**WHAT YOU SHOULD DO**
Please report every line of the entries below that contains the word "short", copying each such line in full.

Entries from a dataset:
## START

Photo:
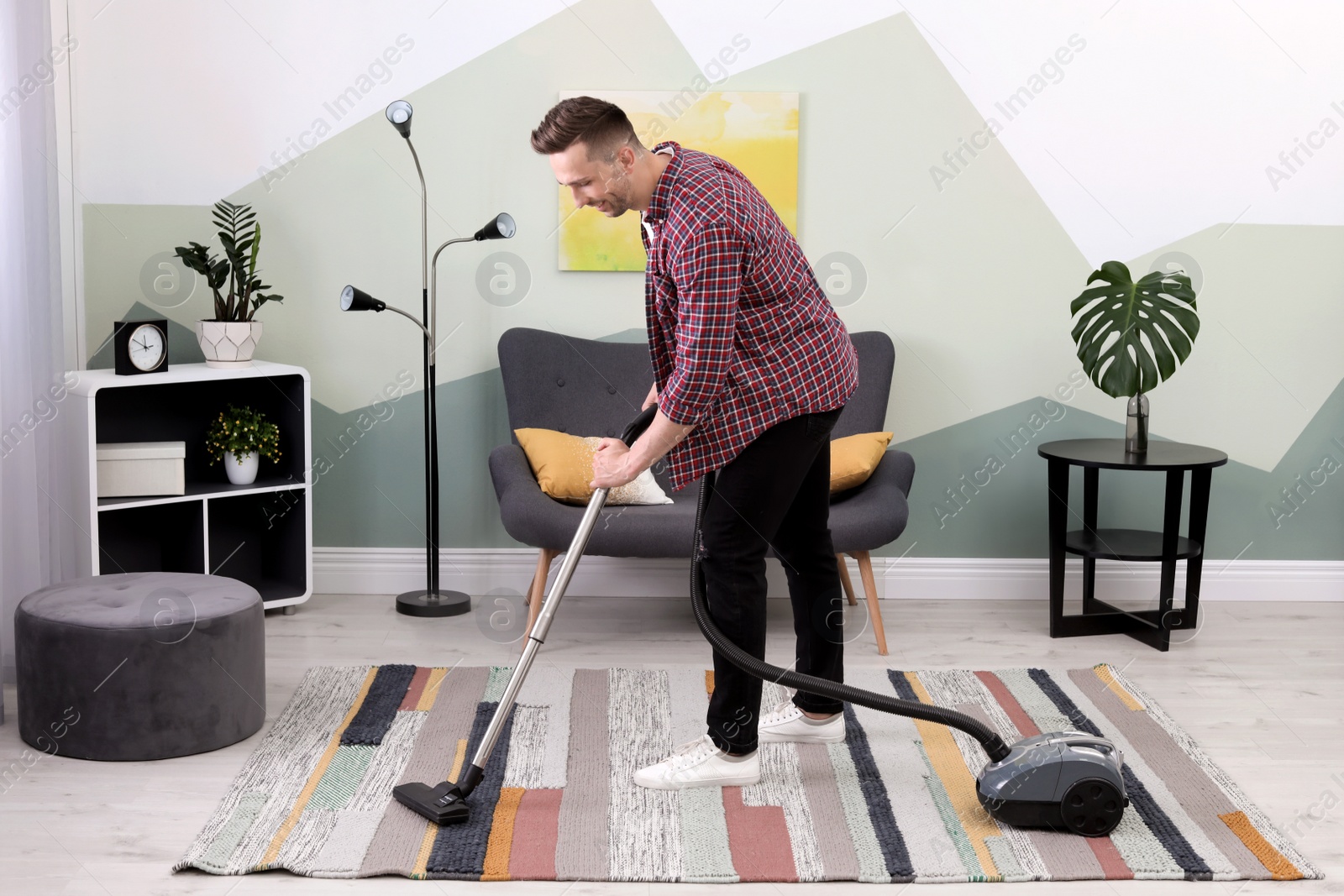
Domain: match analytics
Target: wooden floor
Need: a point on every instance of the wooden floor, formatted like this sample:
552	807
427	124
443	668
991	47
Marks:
1258	687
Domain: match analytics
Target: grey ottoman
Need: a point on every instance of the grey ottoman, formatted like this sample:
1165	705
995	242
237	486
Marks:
140	665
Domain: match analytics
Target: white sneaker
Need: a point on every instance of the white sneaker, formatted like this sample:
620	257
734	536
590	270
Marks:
699	763
786	723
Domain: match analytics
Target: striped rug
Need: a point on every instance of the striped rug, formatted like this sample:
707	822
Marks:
895	802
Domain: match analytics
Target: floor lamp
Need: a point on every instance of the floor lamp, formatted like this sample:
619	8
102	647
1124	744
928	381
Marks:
432	600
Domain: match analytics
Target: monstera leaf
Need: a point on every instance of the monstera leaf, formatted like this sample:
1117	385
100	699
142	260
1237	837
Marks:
1113	318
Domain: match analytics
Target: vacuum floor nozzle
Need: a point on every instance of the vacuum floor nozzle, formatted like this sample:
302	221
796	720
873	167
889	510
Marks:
443	804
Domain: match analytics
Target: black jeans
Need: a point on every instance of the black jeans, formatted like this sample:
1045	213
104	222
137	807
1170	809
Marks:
774	493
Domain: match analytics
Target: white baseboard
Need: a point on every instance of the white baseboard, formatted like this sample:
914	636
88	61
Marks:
481	570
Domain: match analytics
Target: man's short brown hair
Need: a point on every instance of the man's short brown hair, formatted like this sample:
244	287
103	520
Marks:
602	127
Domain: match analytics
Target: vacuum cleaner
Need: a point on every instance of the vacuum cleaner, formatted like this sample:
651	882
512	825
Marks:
1068	781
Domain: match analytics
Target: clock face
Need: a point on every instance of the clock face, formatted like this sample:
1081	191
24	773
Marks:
147	347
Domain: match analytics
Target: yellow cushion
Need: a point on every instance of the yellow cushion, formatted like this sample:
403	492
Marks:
564	468
855	457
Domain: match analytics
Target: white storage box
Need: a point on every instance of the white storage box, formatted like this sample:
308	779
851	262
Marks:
140	469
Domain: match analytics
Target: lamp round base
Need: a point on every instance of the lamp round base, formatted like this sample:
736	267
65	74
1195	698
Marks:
433	604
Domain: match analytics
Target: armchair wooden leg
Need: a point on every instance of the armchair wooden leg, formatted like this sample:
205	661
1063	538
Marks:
870	589
537	593
844	580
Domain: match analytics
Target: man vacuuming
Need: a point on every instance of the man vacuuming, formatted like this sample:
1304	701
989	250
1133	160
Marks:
752	367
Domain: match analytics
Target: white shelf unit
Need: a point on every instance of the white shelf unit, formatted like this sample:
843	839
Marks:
260	533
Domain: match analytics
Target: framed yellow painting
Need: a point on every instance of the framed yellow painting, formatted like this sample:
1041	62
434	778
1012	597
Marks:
756	132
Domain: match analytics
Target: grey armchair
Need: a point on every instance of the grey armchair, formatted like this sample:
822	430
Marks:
586	387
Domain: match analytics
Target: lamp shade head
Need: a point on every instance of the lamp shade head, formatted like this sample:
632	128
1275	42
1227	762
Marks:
501	228
400	113
356	300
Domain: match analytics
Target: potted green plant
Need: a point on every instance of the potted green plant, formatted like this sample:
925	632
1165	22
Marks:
1131	335
239	437
230	338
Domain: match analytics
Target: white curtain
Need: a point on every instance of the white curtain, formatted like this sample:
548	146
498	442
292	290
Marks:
37	535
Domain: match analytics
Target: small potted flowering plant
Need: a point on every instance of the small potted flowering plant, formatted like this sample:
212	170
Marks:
239	437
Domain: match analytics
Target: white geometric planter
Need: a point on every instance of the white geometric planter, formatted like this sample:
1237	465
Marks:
242	472
228	343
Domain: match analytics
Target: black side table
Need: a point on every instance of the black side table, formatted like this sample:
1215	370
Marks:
1151	626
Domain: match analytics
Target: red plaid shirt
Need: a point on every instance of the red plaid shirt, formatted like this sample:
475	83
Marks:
741	335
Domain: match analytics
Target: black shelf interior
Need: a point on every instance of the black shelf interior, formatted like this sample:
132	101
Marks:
183	411
261	539
1126	544
148	539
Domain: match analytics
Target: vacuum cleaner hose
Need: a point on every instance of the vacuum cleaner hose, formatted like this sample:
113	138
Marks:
992	743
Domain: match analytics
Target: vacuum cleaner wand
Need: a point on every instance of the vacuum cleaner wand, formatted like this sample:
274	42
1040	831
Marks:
445	804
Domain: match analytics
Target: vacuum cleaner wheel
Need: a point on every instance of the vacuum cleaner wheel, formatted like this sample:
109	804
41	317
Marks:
1092	808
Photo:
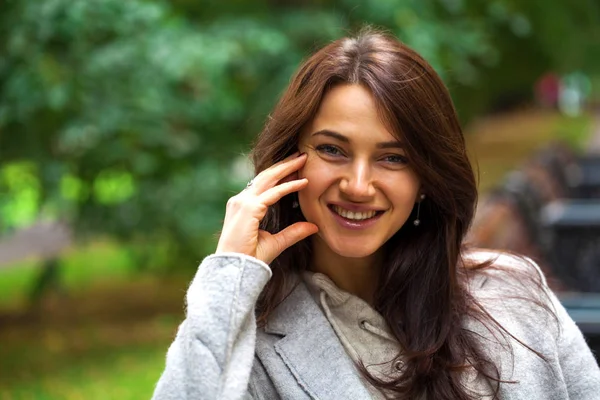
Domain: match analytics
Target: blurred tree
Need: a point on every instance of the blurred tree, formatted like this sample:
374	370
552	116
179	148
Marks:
133	115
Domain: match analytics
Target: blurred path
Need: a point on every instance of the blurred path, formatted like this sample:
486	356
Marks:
594	144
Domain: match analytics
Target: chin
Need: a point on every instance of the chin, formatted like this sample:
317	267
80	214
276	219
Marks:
353	250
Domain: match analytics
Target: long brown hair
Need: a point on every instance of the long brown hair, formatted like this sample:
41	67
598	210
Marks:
422	292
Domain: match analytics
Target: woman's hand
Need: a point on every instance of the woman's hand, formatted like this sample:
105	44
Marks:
245	210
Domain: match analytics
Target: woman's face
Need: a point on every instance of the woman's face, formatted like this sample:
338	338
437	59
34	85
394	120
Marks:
361	189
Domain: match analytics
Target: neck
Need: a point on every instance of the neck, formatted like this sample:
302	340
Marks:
358	276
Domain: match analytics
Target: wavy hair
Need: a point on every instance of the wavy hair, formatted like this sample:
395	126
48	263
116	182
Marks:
422	291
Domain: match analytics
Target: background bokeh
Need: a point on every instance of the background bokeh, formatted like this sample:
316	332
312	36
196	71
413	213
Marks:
124	127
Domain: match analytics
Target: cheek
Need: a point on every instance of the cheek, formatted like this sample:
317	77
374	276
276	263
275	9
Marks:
320	178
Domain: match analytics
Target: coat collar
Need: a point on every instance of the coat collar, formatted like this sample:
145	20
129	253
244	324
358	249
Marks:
311	350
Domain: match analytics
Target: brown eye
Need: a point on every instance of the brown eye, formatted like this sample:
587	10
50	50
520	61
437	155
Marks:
328	149
396	159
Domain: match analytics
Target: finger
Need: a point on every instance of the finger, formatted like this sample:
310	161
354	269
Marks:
286	238
272	175
291	177
273	195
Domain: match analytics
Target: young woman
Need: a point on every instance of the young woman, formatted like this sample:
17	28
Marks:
340	272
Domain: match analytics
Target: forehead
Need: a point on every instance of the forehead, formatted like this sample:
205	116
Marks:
350	109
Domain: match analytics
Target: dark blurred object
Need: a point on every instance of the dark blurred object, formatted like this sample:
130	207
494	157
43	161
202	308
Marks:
549	210
547	89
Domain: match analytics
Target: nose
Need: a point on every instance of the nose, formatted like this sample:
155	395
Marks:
357	183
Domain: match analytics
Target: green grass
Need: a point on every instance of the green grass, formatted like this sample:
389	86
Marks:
80	268
124	373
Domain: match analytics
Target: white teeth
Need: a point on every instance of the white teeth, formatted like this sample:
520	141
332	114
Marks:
354	215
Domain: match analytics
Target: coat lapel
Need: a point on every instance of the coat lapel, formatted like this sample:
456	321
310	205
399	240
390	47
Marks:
311	350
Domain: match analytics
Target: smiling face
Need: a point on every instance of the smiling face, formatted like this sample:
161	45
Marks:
361	188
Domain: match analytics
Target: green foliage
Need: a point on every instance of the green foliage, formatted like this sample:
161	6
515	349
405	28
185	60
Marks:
133	115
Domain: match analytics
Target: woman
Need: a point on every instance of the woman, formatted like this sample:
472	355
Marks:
348	245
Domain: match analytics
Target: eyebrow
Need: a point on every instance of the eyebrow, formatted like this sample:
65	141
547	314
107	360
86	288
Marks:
395	144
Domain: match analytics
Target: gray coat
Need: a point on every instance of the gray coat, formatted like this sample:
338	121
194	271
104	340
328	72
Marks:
219	353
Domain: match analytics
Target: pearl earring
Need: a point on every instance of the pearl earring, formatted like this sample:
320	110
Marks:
417	221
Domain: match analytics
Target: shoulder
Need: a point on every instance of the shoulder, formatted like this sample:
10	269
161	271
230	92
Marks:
490	269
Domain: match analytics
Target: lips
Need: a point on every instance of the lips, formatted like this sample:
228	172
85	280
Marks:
354	220
354	215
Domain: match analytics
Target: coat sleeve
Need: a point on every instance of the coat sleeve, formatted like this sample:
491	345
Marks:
213	352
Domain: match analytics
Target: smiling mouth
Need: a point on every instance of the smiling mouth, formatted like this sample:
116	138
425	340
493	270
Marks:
356	216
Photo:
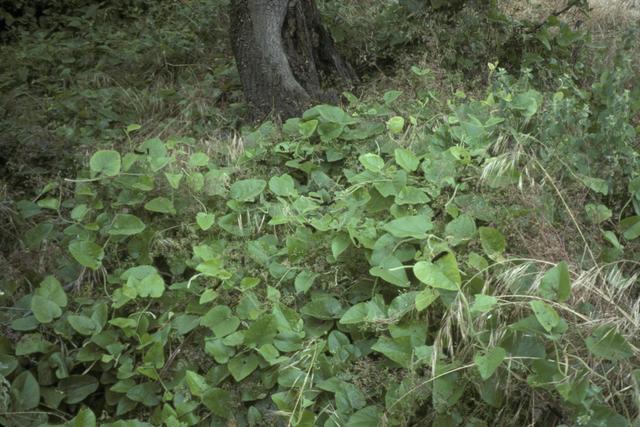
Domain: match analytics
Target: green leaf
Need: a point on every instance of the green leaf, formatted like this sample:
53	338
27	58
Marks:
606	343
492	241
483	303
556	283
411	196
77	388
105	163
8	364
528	102
247	190
198	159
283	185
197	383
630	227
133	127
126	225
415	226
391	270
241	367
161	205
205	220
174	179
304	281
87	253
145	393
30	344
36	235
425	298
220	320
151	286
44	310
49	203
546	315
371	162
51	289
329	113
85	418
395	124
365	417
391	96
434	276
488	362
596	184
406	159
398	349
307	128
597	213
339	244
460	229
25	391
82	324
218	401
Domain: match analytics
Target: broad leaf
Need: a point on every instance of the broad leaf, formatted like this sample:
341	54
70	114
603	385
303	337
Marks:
105	163
488	362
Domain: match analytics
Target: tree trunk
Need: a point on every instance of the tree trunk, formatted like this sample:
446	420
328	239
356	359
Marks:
284	55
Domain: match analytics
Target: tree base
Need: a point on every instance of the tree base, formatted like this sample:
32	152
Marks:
284	55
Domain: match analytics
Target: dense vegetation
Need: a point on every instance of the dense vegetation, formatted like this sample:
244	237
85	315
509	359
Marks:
457	244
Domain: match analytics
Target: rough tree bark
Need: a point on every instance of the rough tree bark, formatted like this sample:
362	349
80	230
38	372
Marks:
284	55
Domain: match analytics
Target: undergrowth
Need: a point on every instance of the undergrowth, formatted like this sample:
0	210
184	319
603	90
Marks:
457	245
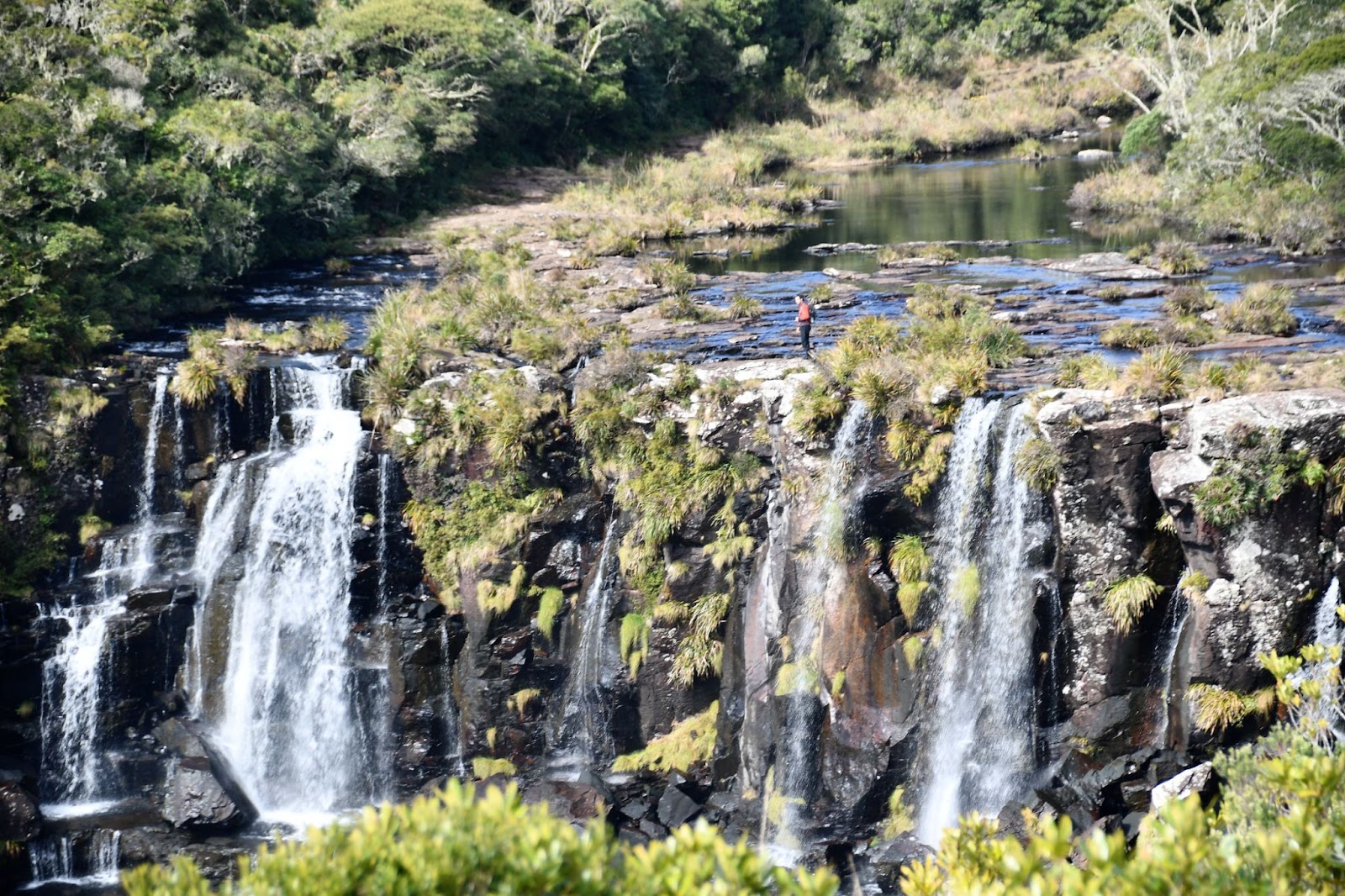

## END

**TASK RESULT**
Target: man's short brown hair
Need: a point on every instance of the man's short brown hair, formatted like this sample:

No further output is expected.